Rewrite all of the data below as a numbered list, one line per item, and leave out any blank lines.

==== Input ====

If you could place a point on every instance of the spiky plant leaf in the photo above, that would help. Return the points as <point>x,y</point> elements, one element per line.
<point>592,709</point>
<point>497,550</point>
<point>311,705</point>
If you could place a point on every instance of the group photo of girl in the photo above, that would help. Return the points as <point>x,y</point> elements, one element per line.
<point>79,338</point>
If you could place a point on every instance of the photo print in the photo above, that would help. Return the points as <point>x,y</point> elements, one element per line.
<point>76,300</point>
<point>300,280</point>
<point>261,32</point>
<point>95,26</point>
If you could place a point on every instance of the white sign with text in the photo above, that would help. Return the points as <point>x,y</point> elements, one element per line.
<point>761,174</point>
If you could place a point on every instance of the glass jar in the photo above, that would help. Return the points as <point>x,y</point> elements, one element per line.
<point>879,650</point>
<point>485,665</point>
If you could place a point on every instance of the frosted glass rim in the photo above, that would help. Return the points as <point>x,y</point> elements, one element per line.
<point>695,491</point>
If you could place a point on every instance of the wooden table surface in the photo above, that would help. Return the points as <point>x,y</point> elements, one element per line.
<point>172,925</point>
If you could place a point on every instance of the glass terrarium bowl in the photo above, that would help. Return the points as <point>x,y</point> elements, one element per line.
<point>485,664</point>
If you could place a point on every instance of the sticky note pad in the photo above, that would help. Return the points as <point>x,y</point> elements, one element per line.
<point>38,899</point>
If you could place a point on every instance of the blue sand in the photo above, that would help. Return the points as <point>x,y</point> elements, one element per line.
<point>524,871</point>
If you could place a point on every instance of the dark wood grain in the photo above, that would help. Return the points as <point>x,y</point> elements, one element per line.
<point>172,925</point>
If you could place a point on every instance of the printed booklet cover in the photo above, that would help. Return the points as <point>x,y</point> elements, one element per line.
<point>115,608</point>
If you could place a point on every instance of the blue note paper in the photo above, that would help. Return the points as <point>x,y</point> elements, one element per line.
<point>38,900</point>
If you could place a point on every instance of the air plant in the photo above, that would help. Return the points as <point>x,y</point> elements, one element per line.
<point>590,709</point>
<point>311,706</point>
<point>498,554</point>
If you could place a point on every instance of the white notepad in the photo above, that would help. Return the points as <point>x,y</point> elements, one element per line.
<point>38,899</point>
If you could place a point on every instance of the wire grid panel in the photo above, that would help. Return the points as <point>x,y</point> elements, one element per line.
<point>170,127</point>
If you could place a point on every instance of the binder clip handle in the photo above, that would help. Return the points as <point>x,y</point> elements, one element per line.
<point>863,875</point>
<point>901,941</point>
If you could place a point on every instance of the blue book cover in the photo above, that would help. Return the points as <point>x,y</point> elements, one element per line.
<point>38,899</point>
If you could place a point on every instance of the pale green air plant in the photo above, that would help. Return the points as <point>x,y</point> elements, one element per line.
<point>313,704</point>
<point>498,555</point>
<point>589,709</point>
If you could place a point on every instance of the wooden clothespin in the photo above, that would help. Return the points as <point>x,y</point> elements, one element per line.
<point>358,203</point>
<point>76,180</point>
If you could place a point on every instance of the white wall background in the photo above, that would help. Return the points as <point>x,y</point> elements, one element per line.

====

▶ [Answer in full]:
1. If you could place a point on every instance of the spiky plant leaf in the photo above, that would help. Return the points as <point>x,y</point> elements, one element per line.
2. <point>592,709</point>
3. <point>497,550</point>
4. <point>311,705</point>
5. If you could place a point on every instance of the group photo of girl in the photo above, that would help. Return the points as <point>x,y</point> elements, one element per line.
6. <point>79,338</point>
7. If you could place a point on every instance of the photo print in the photo above, that would help. Return the points as <point>x,y</point> elements, one element per line.
8. <point>76,300</point>
9. <point>300,280</point>
10. <point>261,32</point>
11. <point>95,26</point>
12. If you could place a point on every instance of the white sign with text in the photo above, that would help. Return the points as <point>x,y</point> elements, one element per line.
13. <point>761,174</point>
14. If you could place a point on every instance of the glass jar in the photo above, that would help. Return the points as <point>x,y</point> elements, one element per line.
15. <point>879,650</point>
16. <point>485,665</point>
17. If you could place a point on every instance of the frosted glass rim in the photo above, that would help. Return the points as <point>x,y</point> elements, one element per line.
18. <point>695,491</point>
19. If you could place a point on every instance of the wooden table surface in the photo above, that would help. Return the points as <point>x,y</point> elements, one element per line.
20. <point>172,925</point>
21. If you could place a point on every instance of the glass terrarium bowl in the photo above, that would help. Return the points as <point>x,y</point> elements, one element per line.
22. <point>485,664</point>
23. If you could place a point on every instance of the sticky note pad in the photo above, that would help. Return the points as <point>x,y</point> elements, one element per line.
24. <point>38,899</point>
25. If you could place a point on every instance of the blue sand in the photo above, that would help. Return the points as <point>x,y</point> elements, one element per line.
26. <point>524,871</point>
27. If you could place a point on every instance of the dark wood grain in the photo above, that would help. Return the points as <point>x,y</point> elements, one element per line.
28. <point>172,925</point>
29. If you could place a point on every instance of the printed booklet cover in the photo above, that would help. Return the points as <point>x,y</point> elements, one element per line.
30. <point>115,608</point>
31. If you could place a point on every instance of the blue note paper in the photo above, that would help. Return the points as <point>x,y</point> elements, one element per line.
32. <point>38,900</point>
33. If you could place a point on every instance of the air plant in the photo above, that would help. Return the points as <point>x,y</point> elements, one element per line.
34. <point>590,709</point>
35. <point>311,706</point>
36. <point>498,554</point>
37. If you could place a point on every instance of the white notepad in the photo above, that would help. Return the points as <point>x,y</point> elements, one element per line.
38. <point>38,899</point>
39. If you could place a point on every instance of the wire grid panel in the photo above, that would help. Return the points as <point>x,y</point> elements, one element per line.
40. <point>170,127</point>
41. If you could place a point on every instance of the binder clip handle in the photo above, that would help. Return the points as <point>x,y</point> elements, one element per line.
42. <point>863,875</point>
43. <point>901,941</point>
44. If you could place a point on every instance of the blue book cover in the photo above, that would help. Return the points as <point>x,y</point> elements, one element per line.
45. <point>38,899</point>
46. If you could place a point on every instance of the pale green air plant in the photo above, that would help. Return the points as <point>x,y</point> elements, one element per line.
47. <point>313,704</point>
48. <point>498,555</point>
49. <point>589,709</point>
50. If you could place a point on every instance of the wooden clothespin in the photo above, that would help. Return the points as <point>x,y</point> elements, one element per line.
51. <point>358,203</point>
52. <point>76,180</point>
53. If you could place a point on every instance of the white wall background in the photo above, that would help. Return the points as <point>x,y</point> elements, one element per line.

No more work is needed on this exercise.